:: GIVEN REQUEST ::
Return every line of the listing below unchanged, character for character, from the first line to the last.

------ EXCERPTED DATA

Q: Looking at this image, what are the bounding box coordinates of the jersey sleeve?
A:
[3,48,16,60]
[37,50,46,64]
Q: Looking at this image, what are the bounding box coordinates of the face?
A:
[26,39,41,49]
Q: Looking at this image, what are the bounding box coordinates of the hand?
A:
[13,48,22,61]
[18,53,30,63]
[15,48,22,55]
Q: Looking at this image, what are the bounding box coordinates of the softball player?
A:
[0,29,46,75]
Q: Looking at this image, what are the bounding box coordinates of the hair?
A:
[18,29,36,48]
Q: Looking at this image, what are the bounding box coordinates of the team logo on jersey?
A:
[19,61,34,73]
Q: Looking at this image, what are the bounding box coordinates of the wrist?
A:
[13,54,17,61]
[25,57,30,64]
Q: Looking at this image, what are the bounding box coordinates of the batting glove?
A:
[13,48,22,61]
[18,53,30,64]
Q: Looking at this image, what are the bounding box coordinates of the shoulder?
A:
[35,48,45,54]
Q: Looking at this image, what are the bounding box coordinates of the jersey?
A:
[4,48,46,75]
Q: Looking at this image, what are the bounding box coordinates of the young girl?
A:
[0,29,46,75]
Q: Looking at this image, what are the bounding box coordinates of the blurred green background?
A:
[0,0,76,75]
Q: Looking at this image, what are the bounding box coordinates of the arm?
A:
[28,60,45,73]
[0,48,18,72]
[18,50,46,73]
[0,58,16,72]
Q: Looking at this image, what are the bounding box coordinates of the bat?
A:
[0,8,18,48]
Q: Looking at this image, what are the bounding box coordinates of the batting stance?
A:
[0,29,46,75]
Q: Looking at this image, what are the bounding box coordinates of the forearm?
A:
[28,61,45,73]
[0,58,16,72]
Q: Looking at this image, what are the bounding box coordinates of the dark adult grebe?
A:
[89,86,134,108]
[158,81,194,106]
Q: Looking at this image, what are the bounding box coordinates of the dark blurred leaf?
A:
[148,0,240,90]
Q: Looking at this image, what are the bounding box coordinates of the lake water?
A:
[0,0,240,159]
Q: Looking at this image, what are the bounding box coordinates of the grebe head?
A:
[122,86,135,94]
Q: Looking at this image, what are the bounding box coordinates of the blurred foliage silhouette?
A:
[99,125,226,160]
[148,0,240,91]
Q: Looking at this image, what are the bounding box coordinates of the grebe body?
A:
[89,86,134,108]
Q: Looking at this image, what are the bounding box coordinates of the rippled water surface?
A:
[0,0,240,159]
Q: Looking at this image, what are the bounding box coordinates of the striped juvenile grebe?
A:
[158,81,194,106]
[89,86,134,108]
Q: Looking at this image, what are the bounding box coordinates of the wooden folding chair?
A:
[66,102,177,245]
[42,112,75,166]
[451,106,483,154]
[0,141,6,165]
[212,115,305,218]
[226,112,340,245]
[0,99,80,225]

------------

:: EXERCISE RESULT ::
Q: Looking at this image, what are the bounding box coordinates of the jersey sleeve?
A:
[3,48,16,60]
[37,50,46,64]
Q: Looking at this image, what are the bounding box coordinates of the face?
A:
[26,39,41,49]
Q: Looking at this image, what are the bounding box coordinates of the hand?
A:
[13,48,22,61]
[18,53,30,63]
[15,48,22,55]
Q: Looking at this image, what are the bounding box coordinates of the softball player?
A:
[0,29,46,75]
Q: Looking at this image, what are the bounding box coordinates of the hair?
A:
[18,29,36,48]
Q: Looking at this image, what are the bounding box coordinates of the team logo on jersey?
A:
[19,61,34,73]
Q: Looking at this image, what are the bounding box coordinates of the wrist?
A:
[13,54,17,61]
[25,57,30,64]
Q: Looking at this image, what are the bounding box coordinates of the batting glove?
A:
[13,48,22,61]
[18,53,30,64]
Q: Looking at this image, what are the bounding box coordinates of the shoulder?
A:
[35,48,45,54]
Q: Looking at this image, what are the bounding box coordinates of the jersey?
A:
[4,48,46,75]
Q: Looking at this image, what are the bounding box coordinates of the young girl?
A:
[0,29,46,75]
Q: Looking at this image, what are the bounding box coordinates of the blurred green background?
A:
[0,0,76,75]
Q: Looking at this image, what are the bounding box coordinates of the arm?
A:
[28,60,45,73]
[0,48,18,72]
[18,50,46,73]
[0,58,16,72]
Q: Looking at this image, what are the bounding box coordinates of the bat?
A:
[0,8,18,48]
Q: Looking at this image, what are the bounding box coordinates of the batting stance?
A:
[0,29,46,75]
Q: Looking at this image, what are the bounding box coordinates of the forearm?
A:
[28,61,45,73]
[0,58,16,72]
Q: Looking at this image, what are the bounding box coordinates of the dark adult grebe?
A:
[89,86,134,108]
[158,81,194,106]
Q: Looking at this image, what are the bounding box coordinates of the dark blurred leaf?
A:
[148,0,240,90]
Q: Looking at this image, what are the bounding box coordinates of the lake water?
A:
[0,0,240,159]
Q: Looking at this image, what are the bounding box coordinates of the grebe head?
A:
[122,86,135,94]
Q: Looking at this image, what are the bounding box coordinates of the blurred foliage silhouette?
A:
[99,125,226,160]
[148,0,240,91]
Q: Looking at this image, what are the bounding box coordinates of the grebe body?
A:
[89,86,134,108]
Q: Looking at this image, what are the bounding box coordinates of the rippled water surface?
A:
[0,0,240,159]
Q: Looking at this image, what are the bounding box coordinates of the striped juvenile grebe?
A:
[158,81,194,106]
[89,86,134,108]
Q: Looking at this image, what are the bounding box coordinates of the wooden folding chair?
A:
[66,102,177,245]
[42,112,75,166]
[451,106,483,154]
[0,141,6,165]
[212,115,305,218]
[226,112,340,245]
[0,99,80,225]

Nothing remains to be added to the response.